● Dataset entries
Segment Open

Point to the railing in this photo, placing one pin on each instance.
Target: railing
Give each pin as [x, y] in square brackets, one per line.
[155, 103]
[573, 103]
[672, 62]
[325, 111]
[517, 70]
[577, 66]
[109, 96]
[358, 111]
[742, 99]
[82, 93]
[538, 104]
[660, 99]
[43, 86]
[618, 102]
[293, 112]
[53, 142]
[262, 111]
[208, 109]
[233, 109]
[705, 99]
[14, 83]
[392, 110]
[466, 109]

Segment Closed

● Exercise
Output nothing but the lines from the one containing "Give each pin" through the last line of the data, exactly as they stand.

● The answer
Give each pin as [x, y] in square brackets, one per line.
[155, 103]
[573, 103]
[672, 62]
[325, 111]
[517, 70]
[577, 66]
[109, 96]
[358, 111]
[742, 99]
[82, 93]
[538, 104]
[660, 99]
[43, 86]
[618, 102]
[293, 112]
[53, 142]
[262, 111]
[208, 109]
[233, 109]
[705, 99]
[14, 83]
[392, 110]
[466, 109]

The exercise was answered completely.